# Start of DOCUMENT PASSAGE
Summer Palace at Shangri-La Hotel, Guangzhou will host a Sichuan Food Festival through 26 June 2016. The hotel has invited Chef Yang Min and Chef Li Feng, two visiting chefs from Shang Palace at Shangri-La Hotel, Chengdu, to present a dozen traditional classics and modern twists of Sichuan cuisine to Cantonese spicy food gourmets.

Like Cantonese cuisine, Sichuan cuisine is known to every household in China. The two cuisines are both recognised as among the top eight Chinese cuisines and among the top four Chinese flavours (the other two are Huai Yang and Lu). As a well-established cooking technique, Sichuan cuisine can be categorised in three schools, namely, Rong, Lu and Yu.

The Rong school developed in Cheng Du. It inherits classic menus and is therefore very particular about the selection of ingredients, such as the cuts of meat and the matching of various spices. Its cooking process is refined and flavour is moderate with a lasting aroma, compared with the other two schools.
# End of DOCUMENT PASSAGE
# Start of ITEMS
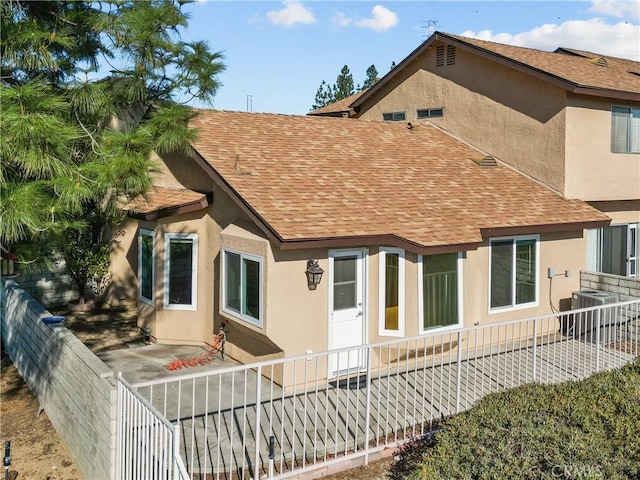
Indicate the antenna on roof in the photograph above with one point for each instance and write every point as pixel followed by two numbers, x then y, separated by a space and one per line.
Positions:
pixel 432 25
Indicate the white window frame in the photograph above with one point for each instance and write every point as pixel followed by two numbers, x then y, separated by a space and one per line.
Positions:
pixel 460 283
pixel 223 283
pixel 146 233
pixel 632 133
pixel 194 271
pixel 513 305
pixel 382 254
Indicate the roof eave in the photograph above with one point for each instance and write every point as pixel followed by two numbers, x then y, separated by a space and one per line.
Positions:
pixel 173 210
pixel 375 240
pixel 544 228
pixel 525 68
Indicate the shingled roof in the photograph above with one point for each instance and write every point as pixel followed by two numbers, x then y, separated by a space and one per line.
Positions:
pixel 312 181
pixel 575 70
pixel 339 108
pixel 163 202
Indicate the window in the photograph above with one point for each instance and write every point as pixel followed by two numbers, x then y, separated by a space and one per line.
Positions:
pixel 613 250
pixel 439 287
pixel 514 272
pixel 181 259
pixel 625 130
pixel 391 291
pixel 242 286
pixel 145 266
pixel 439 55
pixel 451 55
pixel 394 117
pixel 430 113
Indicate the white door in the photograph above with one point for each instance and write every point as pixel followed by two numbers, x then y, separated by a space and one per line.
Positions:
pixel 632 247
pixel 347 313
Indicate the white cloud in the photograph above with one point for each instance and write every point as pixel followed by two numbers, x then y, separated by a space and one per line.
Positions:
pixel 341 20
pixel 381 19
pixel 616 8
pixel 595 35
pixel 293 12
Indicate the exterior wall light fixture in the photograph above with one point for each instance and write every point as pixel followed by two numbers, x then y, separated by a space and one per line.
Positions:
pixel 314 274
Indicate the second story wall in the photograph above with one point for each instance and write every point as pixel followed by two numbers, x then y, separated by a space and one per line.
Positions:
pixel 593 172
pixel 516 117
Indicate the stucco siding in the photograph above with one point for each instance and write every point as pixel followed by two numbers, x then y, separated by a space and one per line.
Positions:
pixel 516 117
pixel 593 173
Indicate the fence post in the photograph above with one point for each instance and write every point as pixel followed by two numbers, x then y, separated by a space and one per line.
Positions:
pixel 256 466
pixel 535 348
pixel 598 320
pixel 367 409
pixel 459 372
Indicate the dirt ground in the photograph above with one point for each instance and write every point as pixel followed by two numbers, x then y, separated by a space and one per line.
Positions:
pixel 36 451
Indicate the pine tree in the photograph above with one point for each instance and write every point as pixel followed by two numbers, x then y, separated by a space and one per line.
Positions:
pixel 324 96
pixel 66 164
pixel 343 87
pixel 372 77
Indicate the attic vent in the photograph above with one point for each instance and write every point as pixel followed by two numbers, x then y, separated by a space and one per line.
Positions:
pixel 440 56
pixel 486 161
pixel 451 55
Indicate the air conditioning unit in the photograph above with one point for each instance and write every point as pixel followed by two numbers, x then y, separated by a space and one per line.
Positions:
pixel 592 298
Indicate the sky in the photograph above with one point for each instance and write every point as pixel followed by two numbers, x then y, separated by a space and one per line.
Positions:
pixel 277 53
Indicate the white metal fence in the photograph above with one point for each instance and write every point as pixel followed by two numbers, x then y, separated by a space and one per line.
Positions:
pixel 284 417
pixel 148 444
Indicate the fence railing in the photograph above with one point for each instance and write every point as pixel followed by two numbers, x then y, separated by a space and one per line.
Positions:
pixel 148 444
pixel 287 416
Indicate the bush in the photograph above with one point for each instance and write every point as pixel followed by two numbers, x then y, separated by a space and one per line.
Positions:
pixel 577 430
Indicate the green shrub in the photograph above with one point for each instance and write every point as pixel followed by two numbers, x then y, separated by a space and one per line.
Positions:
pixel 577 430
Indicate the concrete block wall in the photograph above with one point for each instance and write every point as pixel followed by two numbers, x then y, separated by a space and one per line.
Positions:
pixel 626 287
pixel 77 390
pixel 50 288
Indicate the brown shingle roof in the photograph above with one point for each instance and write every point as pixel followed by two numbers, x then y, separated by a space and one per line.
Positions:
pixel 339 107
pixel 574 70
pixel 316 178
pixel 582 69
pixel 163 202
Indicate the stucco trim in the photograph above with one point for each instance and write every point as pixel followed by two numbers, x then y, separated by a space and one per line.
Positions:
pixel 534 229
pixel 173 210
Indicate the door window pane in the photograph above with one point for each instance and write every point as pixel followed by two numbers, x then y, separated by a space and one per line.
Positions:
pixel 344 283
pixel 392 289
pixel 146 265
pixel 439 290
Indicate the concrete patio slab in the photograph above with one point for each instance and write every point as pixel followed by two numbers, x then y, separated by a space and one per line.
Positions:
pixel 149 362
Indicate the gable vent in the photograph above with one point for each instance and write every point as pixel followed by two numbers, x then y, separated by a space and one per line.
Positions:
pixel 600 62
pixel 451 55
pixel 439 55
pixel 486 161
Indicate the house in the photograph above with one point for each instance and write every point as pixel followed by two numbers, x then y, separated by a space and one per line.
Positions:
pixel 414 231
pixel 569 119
# End of ITEMS
# Start of ITEMS
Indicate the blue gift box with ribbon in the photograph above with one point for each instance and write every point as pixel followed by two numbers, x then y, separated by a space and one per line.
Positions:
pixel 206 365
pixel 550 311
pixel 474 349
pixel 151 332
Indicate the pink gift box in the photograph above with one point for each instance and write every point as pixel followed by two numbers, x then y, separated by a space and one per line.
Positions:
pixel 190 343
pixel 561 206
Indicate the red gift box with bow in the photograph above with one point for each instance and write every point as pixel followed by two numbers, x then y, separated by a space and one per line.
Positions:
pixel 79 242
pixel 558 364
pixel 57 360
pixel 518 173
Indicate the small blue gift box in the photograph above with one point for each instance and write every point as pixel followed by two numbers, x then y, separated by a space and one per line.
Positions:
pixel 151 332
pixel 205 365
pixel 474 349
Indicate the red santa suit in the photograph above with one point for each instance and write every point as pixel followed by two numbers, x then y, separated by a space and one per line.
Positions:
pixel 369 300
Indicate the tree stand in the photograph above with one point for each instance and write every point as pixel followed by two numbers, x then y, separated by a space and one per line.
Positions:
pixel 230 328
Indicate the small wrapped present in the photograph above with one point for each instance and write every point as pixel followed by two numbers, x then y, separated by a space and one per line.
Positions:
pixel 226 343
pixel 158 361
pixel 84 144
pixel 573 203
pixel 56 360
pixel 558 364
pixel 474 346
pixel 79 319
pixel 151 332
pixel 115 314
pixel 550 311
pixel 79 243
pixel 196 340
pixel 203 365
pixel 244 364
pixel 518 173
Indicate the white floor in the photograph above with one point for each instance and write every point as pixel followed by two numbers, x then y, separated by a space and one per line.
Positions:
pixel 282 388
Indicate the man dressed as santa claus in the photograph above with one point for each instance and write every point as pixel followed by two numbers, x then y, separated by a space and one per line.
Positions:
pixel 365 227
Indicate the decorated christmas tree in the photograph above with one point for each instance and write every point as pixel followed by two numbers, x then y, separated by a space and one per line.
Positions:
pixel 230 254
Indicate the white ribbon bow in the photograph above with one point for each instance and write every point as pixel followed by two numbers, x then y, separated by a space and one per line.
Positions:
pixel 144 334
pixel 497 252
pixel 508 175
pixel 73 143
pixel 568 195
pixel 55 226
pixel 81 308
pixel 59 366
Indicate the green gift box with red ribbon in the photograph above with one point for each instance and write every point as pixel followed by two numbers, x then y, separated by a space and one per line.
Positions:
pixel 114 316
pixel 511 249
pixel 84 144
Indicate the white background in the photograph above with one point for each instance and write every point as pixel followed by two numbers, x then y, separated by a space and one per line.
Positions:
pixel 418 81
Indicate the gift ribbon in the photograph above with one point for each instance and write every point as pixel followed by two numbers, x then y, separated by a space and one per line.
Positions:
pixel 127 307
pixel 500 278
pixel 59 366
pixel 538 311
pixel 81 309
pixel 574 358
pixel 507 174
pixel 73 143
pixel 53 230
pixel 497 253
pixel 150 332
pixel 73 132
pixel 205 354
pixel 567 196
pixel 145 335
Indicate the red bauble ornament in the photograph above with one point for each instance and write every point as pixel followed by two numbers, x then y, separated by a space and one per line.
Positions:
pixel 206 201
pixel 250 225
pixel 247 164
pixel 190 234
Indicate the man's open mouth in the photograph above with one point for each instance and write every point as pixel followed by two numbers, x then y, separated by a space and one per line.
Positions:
# End of ITEMS
Extend the passage about the Sichuan Food Festival in Guangzhou, picking up after its last sentence.

The Lu school grew around the Le Shan, Zi Gong, Lu Zhou and Yi Bin areas. It is famous for using fresh pepper and ginger to enhance food flavour. One of its distinctive cooking methods is boiling in water (shui zhu).

Yu school started in Chong Qing and is known for its straightforward cooking methods and boldness in picking ingredients.

Cantonese and Sichuan cuisine have some noticeable similarities, such as the refinement in Rong school, the use of ginger in Lu school and the boldness of dishes in Yu school. Despite these resemblances, Sichuan cuisine represents a distinctive interpretation of spiciness, which offers an inspiring perspective to Cantonese cooking approaches. This is also the very reason why the hotel has invited the two chefs from Sichuan to take guests back to the origins of this renowned cuisine.

Chef Yang Min and Chef Li Feng developed their career in Rong school, meaning both of them are trained in the refined cooking techniques. However, they do not simply follow tradition; they do not hesitate to present with the versatility prominent of the Lu school and the boldness of Yu school.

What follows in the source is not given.